Provided records:
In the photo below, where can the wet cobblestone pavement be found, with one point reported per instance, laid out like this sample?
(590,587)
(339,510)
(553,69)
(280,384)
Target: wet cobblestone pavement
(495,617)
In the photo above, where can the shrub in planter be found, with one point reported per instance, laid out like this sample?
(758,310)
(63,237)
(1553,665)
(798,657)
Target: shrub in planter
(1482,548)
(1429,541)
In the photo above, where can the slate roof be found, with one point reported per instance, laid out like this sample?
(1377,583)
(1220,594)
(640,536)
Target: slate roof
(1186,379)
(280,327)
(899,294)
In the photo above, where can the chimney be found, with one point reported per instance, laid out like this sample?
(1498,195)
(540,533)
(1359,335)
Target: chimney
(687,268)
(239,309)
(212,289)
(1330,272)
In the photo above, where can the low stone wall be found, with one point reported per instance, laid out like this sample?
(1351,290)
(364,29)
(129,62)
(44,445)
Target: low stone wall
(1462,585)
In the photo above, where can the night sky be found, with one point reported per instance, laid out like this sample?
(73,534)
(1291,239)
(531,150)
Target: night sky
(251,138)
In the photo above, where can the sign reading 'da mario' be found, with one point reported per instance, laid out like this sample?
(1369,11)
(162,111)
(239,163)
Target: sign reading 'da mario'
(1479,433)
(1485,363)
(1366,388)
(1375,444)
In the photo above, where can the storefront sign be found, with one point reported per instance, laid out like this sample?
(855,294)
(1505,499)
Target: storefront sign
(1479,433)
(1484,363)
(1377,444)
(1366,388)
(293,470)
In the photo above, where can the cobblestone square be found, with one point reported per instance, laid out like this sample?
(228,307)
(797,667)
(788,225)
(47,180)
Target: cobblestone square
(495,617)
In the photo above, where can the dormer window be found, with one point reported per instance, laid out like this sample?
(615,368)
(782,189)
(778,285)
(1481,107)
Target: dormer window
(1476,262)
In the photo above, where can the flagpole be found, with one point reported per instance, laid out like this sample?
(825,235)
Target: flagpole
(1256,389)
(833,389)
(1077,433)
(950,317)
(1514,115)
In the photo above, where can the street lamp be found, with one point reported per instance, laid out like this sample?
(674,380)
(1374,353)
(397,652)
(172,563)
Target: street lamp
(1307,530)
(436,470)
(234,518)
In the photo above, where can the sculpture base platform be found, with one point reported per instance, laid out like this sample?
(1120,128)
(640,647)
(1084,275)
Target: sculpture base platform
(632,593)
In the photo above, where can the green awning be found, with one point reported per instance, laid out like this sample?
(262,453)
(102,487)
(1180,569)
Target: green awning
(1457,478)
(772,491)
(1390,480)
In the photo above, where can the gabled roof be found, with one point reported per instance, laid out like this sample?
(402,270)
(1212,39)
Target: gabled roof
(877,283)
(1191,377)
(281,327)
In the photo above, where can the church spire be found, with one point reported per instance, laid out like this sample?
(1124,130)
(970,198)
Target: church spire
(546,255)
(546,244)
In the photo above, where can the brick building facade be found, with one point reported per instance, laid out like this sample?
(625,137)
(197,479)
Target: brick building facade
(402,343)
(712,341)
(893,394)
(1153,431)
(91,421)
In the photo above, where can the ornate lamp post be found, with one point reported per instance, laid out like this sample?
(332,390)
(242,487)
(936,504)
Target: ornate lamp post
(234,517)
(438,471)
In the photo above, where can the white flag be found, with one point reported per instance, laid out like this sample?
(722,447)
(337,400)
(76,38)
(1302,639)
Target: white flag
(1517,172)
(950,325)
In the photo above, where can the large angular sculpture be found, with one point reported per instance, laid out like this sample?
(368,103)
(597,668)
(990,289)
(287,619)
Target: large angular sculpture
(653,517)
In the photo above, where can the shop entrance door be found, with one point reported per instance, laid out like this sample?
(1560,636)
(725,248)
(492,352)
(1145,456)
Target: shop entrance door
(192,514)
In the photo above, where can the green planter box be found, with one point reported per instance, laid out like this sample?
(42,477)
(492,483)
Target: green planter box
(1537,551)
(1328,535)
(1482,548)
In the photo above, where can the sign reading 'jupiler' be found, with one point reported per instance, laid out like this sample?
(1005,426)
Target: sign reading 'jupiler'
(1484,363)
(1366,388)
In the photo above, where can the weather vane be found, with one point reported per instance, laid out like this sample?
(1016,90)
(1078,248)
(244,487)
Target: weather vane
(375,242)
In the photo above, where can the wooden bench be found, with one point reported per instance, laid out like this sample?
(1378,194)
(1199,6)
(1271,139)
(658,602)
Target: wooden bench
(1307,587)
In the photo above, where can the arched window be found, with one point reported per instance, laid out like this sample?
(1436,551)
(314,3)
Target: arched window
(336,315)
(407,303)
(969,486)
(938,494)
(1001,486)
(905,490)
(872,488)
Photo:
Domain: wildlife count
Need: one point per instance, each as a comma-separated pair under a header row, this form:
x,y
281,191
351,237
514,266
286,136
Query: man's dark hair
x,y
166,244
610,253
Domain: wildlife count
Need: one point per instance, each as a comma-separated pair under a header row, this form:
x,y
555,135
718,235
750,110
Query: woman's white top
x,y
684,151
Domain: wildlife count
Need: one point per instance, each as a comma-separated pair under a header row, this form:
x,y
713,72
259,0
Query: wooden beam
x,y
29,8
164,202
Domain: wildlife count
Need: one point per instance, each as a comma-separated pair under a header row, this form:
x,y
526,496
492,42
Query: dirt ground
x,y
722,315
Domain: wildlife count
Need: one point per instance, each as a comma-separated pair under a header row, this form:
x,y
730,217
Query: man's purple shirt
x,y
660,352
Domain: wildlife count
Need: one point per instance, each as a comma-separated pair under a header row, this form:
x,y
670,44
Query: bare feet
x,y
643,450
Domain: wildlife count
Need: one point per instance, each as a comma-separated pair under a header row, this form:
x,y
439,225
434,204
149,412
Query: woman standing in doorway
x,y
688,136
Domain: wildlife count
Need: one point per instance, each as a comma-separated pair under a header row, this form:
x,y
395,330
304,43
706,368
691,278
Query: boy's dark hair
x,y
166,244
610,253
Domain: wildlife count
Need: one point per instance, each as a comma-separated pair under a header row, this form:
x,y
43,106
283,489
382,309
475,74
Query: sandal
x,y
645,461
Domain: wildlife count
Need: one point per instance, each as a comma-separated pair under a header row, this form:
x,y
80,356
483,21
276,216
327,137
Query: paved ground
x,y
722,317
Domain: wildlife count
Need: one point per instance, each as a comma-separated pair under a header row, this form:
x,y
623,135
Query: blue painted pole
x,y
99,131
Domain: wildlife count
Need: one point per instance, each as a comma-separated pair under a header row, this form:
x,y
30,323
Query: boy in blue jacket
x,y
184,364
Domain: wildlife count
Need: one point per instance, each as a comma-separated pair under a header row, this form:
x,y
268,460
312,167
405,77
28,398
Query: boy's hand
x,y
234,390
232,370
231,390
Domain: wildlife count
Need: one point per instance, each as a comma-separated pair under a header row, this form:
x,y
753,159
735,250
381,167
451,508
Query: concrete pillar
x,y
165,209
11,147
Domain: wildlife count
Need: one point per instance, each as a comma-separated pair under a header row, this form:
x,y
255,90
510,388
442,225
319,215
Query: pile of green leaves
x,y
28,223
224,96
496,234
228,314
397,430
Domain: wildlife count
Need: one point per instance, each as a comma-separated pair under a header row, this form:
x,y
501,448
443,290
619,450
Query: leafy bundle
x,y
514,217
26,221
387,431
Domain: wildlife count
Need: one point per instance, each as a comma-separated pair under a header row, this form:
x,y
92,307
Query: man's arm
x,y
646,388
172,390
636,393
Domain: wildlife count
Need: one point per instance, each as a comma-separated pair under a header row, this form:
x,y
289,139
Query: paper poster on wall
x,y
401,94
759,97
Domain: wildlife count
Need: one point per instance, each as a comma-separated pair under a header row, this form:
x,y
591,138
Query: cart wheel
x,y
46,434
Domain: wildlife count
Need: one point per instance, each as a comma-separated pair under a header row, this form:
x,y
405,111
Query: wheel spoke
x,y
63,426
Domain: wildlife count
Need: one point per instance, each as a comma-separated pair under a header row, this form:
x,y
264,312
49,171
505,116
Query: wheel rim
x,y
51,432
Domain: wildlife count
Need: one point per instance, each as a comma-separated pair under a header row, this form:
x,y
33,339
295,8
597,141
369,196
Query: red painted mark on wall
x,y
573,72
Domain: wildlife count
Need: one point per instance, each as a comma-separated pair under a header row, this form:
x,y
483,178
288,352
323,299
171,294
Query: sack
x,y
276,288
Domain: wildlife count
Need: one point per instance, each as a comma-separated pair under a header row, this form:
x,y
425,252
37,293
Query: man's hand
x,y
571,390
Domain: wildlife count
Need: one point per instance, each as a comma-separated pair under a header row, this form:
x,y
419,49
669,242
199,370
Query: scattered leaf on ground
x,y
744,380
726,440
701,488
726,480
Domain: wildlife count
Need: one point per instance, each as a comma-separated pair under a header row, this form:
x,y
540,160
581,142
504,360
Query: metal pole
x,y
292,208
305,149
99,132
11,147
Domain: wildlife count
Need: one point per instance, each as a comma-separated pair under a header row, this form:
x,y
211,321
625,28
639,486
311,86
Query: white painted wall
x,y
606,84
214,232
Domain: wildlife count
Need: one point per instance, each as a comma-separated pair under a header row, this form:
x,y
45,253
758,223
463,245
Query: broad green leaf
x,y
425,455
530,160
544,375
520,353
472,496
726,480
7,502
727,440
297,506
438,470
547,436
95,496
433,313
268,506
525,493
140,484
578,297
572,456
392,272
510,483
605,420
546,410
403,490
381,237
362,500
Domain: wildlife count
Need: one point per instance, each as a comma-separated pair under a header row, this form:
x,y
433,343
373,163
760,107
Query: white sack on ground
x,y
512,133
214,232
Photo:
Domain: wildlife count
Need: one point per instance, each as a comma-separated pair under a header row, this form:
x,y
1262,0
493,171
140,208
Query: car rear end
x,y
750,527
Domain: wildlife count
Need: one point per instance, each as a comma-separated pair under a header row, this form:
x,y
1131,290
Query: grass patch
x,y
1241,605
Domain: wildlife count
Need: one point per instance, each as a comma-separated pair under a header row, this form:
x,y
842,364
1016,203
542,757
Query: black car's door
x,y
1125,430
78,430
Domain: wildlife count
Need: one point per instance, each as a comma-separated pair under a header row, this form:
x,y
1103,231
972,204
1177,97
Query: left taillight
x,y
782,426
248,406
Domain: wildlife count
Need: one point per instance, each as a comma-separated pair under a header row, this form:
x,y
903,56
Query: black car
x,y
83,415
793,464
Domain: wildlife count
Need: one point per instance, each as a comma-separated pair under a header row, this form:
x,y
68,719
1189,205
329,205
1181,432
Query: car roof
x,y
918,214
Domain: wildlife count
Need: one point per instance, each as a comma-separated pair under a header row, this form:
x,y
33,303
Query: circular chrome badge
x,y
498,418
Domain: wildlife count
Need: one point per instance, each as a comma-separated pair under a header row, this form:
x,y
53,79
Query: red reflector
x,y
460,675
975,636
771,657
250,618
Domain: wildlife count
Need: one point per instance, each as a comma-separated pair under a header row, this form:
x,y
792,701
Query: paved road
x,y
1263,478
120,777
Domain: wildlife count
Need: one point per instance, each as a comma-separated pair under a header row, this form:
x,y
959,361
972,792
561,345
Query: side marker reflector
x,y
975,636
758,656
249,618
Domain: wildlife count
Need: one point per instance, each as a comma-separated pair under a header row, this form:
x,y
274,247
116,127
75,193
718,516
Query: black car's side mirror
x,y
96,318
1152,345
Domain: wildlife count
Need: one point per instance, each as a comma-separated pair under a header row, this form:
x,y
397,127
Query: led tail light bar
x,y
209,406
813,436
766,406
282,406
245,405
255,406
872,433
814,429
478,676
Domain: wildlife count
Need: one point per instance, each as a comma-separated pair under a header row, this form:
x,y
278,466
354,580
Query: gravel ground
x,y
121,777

Objective: Extract each line above that contains the word "shrub", and copy every such line in full.

Answer to this task:
In the photo above, where can the shrub in planter be found, with one point reported per instance, laid out like this sample?
Target: shrub in planter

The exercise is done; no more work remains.